**EXERCISE PASSAGE**

Figure 6I Localization of H2O2 accumulation in response to salinity. Staining of Arabidopsis leaves with an H2O2-specific BES- H2O2-Ac probe for intracellular hydrogen peroxide detection was carried out as described in Materials and Methods. Detection of BES- H2O2-Ac fluorescence is shown in false green and auto-fluorescence of chlorophyll is depicted in false magenta. The panel consists of images of leaves from control conditions (A–D); 30 min of 250 mM NaCl applied to roots (E–H); 3 days of 150 mM NaCl applied to roots (I–L); 30 min of 150 mM NaCl applied directly to leaves (M–P); 30 min of 250 mM NaCl applied directly to leaves (Q–T). Scale bars: 100 μm in the first two columns and 10 μm in the last three columns. Images were made as a single scan in the first two columns, in the remaining columns merged projections from 14-25 individual optical slices are presented. Six to eight leaves from different plants and from independent biological treatments were observed for each treatment. Images from multiple optical sections were collected from each leaf. The panel shows representative images.
It has been previously shown that in leaves exposed to MV, different ROS are accumulated, among them hydrogen peroxide (Bulgakov et al., 2012; Cui et al., 2019; Wang et al., 2019). Although, the sites of its accumulation are not well documented. Thus, for monitoring of paraquat-triggered H2O2 accumulation in leaf cells, plants grown in soil were sprayed with 50 µM MV and incubated on light for 2 to 7 h, and stained with BES-H2O2-Ac. The H2O2 accumulation was observed mainly in the cytoplasm and nucleus but not in chloroplasts in both, control and MV-treated leaves (Figure 6II). This indicates that in response to MV H2O2 accumulates in leaf cells in the same cellular compartments/organelles as during normal growth, but must probably to higher concentrations. Alternatively, hydrogen peroxide accumulation in some cellular spaces/organelles may be very weak and beyond our detection range, since Ugalde et al. (2021) reported MV-dependent H2O2 formation in chloroplasts. This problem needs further detailed investigation and application of more sophisticated methods.
Figure 6II Localization of H2O2 accumulation in response to salinity. Staining of Arabidopsis leaves with an H2O2 -specific BES- H2O2-Ac probe for intracellular hydrogen peroxide detection was carried out as described in Materials and Methods. Detection of BES- H2O2 -Ac fluorescence is shown in false green. All figure captions correspond to the description of Figure 6I.

**RECORD EXCERPTS**
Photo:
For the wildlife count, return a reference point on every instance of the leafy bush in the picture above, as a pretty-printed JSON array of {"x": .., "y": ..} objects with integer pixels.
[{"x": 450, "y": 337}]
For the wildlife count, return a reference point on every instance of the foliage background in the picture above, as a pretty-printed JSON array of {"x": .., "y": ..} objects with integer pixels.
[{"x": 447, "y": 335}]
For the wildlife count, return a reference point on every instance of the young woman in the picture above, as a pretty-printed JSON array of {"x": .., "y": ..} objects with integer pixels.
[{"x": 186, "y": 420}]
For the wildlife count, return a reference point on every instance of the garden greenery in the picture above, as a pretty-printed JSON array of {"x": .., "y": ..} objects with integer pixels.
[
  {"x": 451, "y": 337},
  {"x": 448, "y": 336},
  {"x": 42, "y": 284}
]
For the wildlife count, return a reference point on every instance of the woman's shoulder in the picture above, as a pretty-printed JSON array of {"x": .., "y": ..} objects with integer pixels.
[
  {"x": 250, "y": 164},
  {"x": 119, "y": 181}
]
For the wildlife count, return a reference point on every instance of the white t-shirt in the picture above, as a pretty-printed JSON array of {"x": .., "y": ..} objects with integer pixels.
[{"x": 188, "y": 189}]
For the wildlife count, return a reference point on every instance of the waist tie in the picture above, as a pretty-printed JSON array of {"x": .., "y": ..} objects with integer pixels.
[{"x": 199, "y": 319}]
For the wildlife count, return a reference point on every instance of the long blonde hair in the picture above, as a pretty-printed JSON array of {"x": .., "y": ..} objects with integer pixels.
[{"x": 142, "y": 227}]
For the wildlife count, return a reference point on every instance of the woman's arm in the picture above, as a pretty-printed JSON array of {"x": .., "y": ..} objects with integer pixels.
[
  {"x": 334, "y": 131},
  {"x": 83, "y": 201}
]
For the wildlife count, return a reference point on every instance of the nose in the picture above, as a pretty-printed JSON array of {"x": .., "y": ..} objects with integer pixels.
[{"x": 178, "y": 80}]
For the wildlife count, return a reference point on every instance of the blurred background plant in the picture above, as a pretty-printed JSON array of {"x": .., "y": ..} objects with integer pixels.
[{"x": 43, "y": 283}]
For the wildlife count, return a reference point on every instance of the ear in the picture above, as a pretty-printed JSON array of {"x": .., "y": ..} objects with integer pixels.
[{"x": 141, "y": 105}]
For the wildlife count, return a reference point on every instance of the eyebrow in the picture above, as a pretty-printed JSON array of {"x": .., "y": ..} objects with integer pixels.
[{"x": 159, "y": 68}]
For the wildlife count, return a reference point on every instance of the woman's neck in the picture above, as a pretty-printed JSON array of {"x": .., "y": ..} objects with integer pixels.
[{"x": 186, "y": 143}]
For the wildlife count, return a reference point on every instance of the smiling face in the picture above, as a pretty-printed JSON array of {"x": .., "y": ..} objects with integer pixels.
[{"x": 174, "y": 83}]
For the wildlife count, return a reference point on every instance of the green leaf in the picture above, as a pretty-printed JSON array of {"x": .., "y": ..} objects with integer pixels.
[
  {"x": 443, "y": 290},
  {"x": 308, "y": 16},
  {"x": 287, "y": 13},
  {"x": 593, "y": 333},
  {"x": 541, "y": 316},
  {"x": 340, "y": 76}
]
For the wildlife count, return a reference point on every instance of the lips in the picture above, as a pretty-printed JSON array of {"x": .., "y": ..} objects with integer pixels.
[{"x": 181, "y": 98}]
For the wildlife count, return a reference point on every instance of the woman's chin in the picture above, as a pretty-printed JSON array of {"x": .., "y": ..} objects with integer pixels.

**TASKS FOR THIS EXERCISE**
**a.** Write out the passage on hydrogen peroxide in Arabidopsis leaves, starting with "Figure 6II Localization" and going on through "of Figure 6I.".
**b.** Please write what comes next in the passage on hydrogen peroxide in Arabidopsis leaves, picking up after its final sentence.

**EXERCISE RESULTS**
**a.**
Figure 6II Localization of H2O2 accumulation in response to salinity. Staining of Arabidopsis leaves with an H2O2 -specific BES- H2O2-Ac probe for intracellular hydrogen peroxide detection was carried out as described in Materials and Methods. Detection of BES- H2O2 -Ac fluorescence is shown in false green. All figure captions correspond to the description of Figure 6I.

**b.**
Discussion
Monitoring the activation of stress-responsive kinases upon different environmental stimuli and/or the induction of their expression is the first step toward identifying their involvement in the regulation of plant responses to particular conditions. In most cases, a signal must be perceived by specific receptors to initiate a highly structured sequence of down-stream events in which the information is transduced through a branched network of intracellular pathways leading to the final response. The transfer of information about a stress is a non-linear and extremely complex process resembling an extensive root system in structure (Sewelam et al., 2016). One of the key signaling second messengers in the cell are ROS, particularly hydrogen peroxide. Several H2O2-induced protein kinases have been identified, such as MITOGEN-ACTIVATED PROTEIN KINASE 6, CALCIUM-DEPENDENT PROTEIN KINASE 5 and OXIDATIVE SIGNAL-INDUCIBLE 1 (OXI1) (Rentel et al., 2004; Wang et al., 2010; Dubiella et al., 2013). Furthermore, H2O2-dependent oxidation of specific thiol groups in type 2C protein phosphatase HYPERSENSITIVE TO ABA 1 (HAB1) inhibits its catalytic activity and the ability to interact with SnRK2.6, an ABA-activated SnRK2. This, in turn, allows auto-phosphorylation and auto-activation of SnRK2.6 and phosphorylation of its downstream targets located mainly in guard cells (Sridharamurthy et al., 2014). In our laboratory, Nicotiana tabacum OSMOTIC STRESS-ACTIVATED PROTEIN KINASE (NtOSAK) has been identified as a hydrogen peroxide-activated kinase, activated also by cadmium ions in an H2O2-dependent manner (Kulik et al., 2012). NtOSAK belongs to ABA non-activated SnRK2s and is closely related to SnRK2.4 and SnRK2.10 from Arabidopsis (Kulik et al., 2011). In this study, we showed that SnRK2.10, like NtOSAK, is activated by hydrogen peroxide. Moreover, the kinase alters the expression of four H2O2-responsive WRKY genes. The phosphorylation of SnRK2.10 is an element of early response to salinity and H2O2 which has been indicated by several studies including a large-scale phosphoproteomic study (Chen and Hoehenwarter, 2015). The question of whether SnRK2.10 is activated during salinity in an H2O2–dependent manner remains open for further investigation.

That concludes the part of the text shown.